**Estratto fornito**
################

Le conseguenze economiche del debito

Mentre ci dimeniamo come ossessi, cercando di sfuggire alla trappola del debito nella quale ci siamo infilati, dovremmo trovare il tempo di fermarci e pensare. O meglio: ripensare. Trovare un modo diverso di concepire il nostro rapporto con l’economia sostanziale che restituisca senso a valori economici ormai dissennati.

Accade, purtroppo, il contrario. La logica dell’emergenza, alimentata da dati economici per nulla rassicuranti, spinge i governi e i regolatori ad alzare l’asticella dello scontro, malgrado tutti dicano che non si dovrebbe scommettere contro i mercati.

Un esempio, giusto per chiarire: il Giappone poche settimane fa ha rilanciato la sua pericolosa sfida, annunciando ulteriori aumenti di base monetaria, per ritrovarsi poi di nuovo in recessione, visto che il Pil per il secondo trimestre consecutivo è tornato negativo. Le grandi speranze suscitare dal premier nipponico e dai suoi banchieri centrali, rischiano così di trasformarsi in evidenti delusioni. E ciò al prezzo, giova sottolinearlo, di ulteriori indebitamento, di cui certo il Giappone non abbisognava.

Sicché dobbiamo esser grati a chi si fermi un attimo e cerchi di farci pensare fuori dalla contingenza di uno spread montante o un’inflazione declinante. A chi, in sostanza, ci fa riflettere sul vero tema del nostro tempo tormentato. Ossia le conseguenza economiche del debito.

Perché sia chiaro come mai il debito abbia conseguenze economiche, mi giovo di un intervento che ho letto di recente, trovandolo particolarmente efficace come veicolo di chiarimento. Mi riferisco allo speech di Jaime Caruana, direttore generale della Bis, intitolato “Debt comes in Threes”, presentato all’edizione 2014 dell’International Finance Forum di Pechino.

Il dato di partenza è che il debito globale, di famiglie, imprese non finanziarie e stati, è cresciuto dal 2007 al 2014 dal 210% al 235% del Pil, il 25% del pil mondiale di debito in più in sette anni. E ciò dovrebbe far comprendere come coloro che ancora parlano di deleveraging siano degli ottimisti, o degli illusi ingenui.

################

**Righe**
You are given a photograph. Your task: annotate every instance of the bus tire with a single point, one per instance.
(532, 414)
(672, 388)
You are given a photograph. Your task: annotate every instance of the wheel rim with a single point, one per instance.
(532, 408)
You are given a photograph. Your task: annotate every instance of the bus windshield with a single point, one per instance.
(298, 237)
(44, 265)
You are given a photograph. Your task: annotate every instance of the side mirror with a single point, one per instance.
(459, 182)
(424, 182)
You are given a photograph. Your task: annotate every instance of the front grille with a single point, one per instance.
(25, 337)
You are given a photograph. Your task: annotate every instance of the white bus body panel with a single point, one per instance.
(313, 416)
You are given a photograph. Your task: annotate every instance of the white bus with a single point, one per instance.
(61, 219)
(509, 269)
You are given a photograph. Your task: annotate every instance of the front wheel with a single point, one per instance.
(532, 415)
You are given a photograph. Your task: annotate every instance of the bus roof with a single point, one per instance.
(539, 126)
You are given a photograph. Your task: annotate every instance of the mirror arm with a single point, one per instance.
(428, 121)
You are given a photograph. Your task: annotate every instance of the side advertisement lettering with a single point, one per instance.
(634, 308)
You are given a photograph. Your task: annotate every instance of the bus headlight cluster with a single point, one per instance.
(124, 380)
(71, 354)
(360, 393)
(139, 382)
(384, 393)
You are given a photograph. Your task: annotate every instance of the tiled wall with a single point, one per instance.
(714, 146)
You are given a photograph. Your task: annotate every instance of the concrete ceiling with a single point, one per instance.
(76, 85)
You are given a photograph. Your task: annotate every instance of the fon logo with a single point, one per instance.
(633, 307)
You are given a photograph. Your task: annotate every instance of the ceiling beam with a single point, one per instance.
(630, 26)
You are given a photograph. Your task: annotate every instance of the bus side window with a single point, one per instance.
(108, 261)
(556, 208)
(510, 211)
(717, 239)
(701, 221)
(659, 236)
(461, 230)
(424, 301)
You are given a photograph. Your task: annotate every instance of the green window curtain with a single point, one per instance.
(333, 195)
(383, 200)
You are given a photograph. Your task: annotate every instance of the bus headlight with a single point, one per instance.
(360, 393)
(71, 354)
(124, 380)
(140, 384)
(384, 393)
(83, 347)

################

**Obiettivo dichiarato 1**
Riscrivi il passo dell'estratto sul debito da "Un esempio, giusto" a "economiche del debito.", mettendo "Cina" al posto di "Giappone".
**Obiettivo dichiarato 2**
Nell'estratto sul debito, elenca i soggetti il cui debito viene sommato nel debito globale.

**Risultato corretto 1**
Un esempio, giusto per chiarire: il Cina poche settimane fa ha rilanciato la sua pericolosa sfida, annunciando ulteriori aumenti di base monetaria, per ritrovarsi poi di nuovo in recessione, visto che il Pil per il secondo trimestre consecutivo è tornato negativo. Le grandi speranze suscitare dal premier nipponico e dai suoi banchieri centrali, rischiano così di trasformarsi in evidenti delusioni. E ciò al prezzo, giova sottolinearlo, di ulteriori indebitamento, di cui certo il Cina non abbisognava.

Sicché dobbiamo esser grati a chi si fermi un attimo e cerchi di farci pensare fuori dalla contingenza di uno spread montante o un’inflazione declinante. A chi, in sostanza, ci fa riflettere sul vero tema del nostro tempo tormentato. Ossia le conseguenza economiche del debito.

**Risultato corretto 2**
famiglie
imprese non finanziarie
stati